Copy out everything from the line containing "the wooden cubby" down to the end of the listing below, with no changes.
-------- Given information --------
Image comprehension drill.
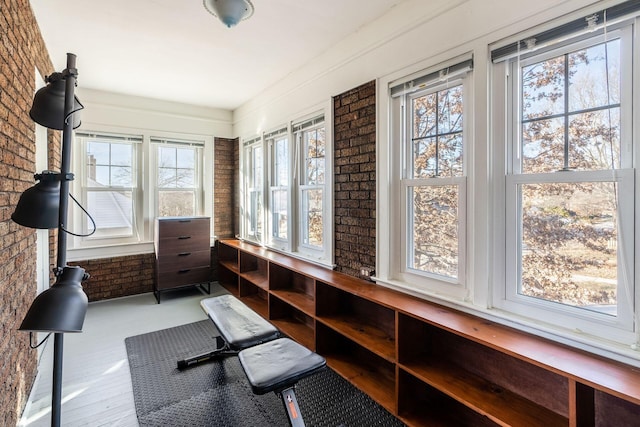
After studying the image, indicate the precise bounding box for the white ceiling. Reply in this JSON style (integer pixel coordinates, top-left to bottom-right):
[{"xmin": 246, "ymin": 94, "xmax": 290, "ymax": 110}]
[{"xmin": 31, "ymin": 0, "xmax": 401, "ymax": 109}]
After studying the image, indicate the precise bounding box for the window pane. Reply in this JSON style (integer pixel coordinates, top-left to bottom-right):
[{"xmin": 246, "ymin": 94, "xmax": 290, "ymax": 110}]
[
  {"xmin": 252, "ymin": 147, "xmax": 262, "ymax": 188},
  {"xmin": 249, "ymin": 190, "xmax": 262, "ymax": 239},
  {"xmin": 175, "ymin": 168, "xmax": 196, "ymax": 188},
  {"xmin": 413, "ymin": 93, "xmax": 437, "ymax": 139},
  {"xmin": 438, "ymin": 133, "xmax": 463, "ymax": 176},
  {"xmin": 569, "ymin": 108, "xmax": 620, "ymax": 170},
  {"xmin": 304, "ymin": 129, "xmax": 325, "ymax": 185},
  {"xmin": 519, "ymin": 182, "xmax": 618, "ymax": 315},
  {"xmin": 158, "ymin": 167, "xmax": 177, "ymax": 188},
  {"xmin": 87, "ymin": 142, "xmax": 110, "ymax": 165},
  {"xmin": 413, "ymin": 137, "xmax": 437, "ymax": 178},
  {"xmin": 438, "ymin": 85, "xmax": 462, "ymax": 135},
  {"xmin": 302, "ymin": 189, "xmax": 323, "ymax": 247},
  {"xmin": 409, "ymin": 85, "xmax": 463, "ymax": 178},
  {"xmin": 407, "ymin": 185, "xmax": 459, "ymax": 278},
  {"xmin": 176, "ymin": 148, "xmax": 196, "ymax": 169},
  {"xmin": 92, "ymin": 166, "xmax": 111, "ymax": 187},
  {"xmin": 158, "ymin": 146, "xmax": 176, "ymax": 168},
  {"xmin": 568, "ymin": 39, "xmax": 620, "ymax": 112},
  {"xmin": 271, "ymin": 190, "xmax": 289, "ymax": 240},
  {"xmin": 158, "ymin": 190, "xmax": 196, "ymax": 216},
  {"xmin": 521, "ymin": 56, "xmax": 565, "ymax": 120},
  {"xmin": 111, "ymin": 144, "xmax": 132, "ymax": 166},
  {"xmin": 87, "ymin": 191, "xmax": 133, "ymax": 238},
  {"xmin": 522, "ymin": 118, "xmax": 564, "ymax": 173},
  {"xmin": 111, "ymin": 166, "xmax": 133, "ymax": 187},
  {"xmin": 272, "ymin": 138, "xmax": 289, "ymax": 187}
]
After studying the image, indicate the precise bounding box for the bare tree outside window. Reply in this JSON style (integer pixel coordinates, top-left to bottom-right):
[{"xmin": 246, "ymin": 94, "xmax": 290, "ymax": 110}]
[
  {"xmin": 516, "ymin": 39, "xmax": 624, "ymax": 315},
  {"xmin": 406, "ymin": 84, "xmax": 463, "ymax": 278},
  {"xmin": 157, "ymin": 145, "xmax": 197, "ymax": 217}
]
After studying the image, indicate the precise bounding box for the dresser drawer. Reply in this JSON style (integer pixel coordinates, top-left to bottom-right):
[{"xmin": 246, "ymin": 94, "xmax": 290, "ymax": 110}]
[
  {"xmin": 156, "ymin": 267, "xmax": 211, "ymax": 290},
  {"xmin": 157, "ymin": 218, "xmax": 209, "ymax": 239},
  {"xmin": 156, "ymin": 233, "xmax": 211, "ymax": 257},
  {"xmin": 157, "ymin": 250, "xmax": 211, "ymax": 274}
]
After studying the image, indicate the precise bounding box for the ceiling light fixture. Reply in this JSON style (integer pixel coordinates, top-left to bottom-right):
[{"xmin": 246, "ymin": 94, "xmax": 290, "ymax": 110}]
[{"xmin": 203, "ymin": 0, "xmax": 253, "ymax": 28}]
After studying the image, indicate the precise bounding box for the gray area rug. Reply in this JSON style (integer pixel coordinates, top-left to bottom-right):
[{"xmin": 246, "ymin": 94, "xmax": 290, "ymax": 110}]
[{"xmin": 125, "ymin": 320, "xmax": 404, "ymax": 427}]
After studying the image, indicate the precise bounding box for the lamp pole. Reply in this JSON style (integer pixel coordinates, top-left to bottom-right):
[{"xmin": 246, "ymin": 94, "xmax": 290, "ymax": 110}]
[{"xmin": 51, "ymin": 53, "xmax": 78, "ymax": 427}]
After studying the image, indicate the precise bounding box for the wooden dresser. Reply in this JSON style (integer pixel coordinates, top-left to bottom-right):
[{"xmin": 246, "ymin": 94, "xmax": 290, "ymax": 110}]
[{"xmin": 154, "ymin": 217, "xmax": 211, "ymax": 304}]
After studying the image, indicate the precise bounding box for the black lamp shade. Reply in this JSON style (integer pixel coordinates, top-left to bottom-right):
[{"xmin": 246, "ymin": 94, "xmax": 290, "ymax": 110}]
[
  {"xmin": 20, "ymin": 266, "xmax": 88, "ymax": 333},
  {"xmin": 29, "ymin": 77, "xmax": 84, "ymax": 130},
  {"xmin": 11, "ymin": 171, "xmax": 60, "ymax": 229}
]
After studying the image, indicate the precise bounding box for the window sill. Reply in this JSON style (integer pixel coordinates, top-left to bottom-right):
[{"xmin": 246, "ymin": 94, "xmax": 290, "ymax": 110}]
[
  {"xmin": 67, "ymin": 242, "xmax": 153, "ymax": 261},
  {"xmin": 372, "ymin": 277, "xmax": 640, "ymax": 367}
]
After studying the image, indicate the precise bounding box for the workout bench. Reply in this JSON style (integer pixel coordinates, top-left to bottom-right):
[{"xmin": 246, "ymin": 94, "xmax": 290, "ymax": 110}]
[{"xmin": 178, "ymin": 295, "xmax": 326, "ymax": 427}]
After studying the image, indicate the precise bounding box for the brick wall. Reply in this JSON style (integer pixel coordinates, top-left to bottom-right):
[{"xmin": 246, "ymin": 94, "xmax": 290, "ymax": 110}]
[
  {"xmin": 213, "ymin": 138, "xmax": 239, "ymax": 239},
  {"xmin": 0, "ymin": 0, "xmax": 60, "ymax": 426},
  {"xmin": 333, "ymin": 81, "xmax": 376, "ymax": 276},
  {"xmin": 69, "ymin": 253, "xmax": 155, "ymax": 301},
  {"xmin": 74, "ymin": 138, "xmax": 238, "ymax": 301}
]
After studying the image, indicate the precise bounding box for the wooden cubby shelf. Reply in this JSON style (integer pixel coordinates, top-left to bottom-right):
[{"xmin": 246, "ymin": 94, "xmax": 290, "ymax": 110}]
--------
**Finished answer:**
After studying the image, indicate the precise bounding box for the wooden cubby shelf. Reply in this JSON style (integer pixel coordinates, top-left to bottom-right):
[{"xmin": 246, "ymin": 94, "xmax": 290, "ymax": 110}]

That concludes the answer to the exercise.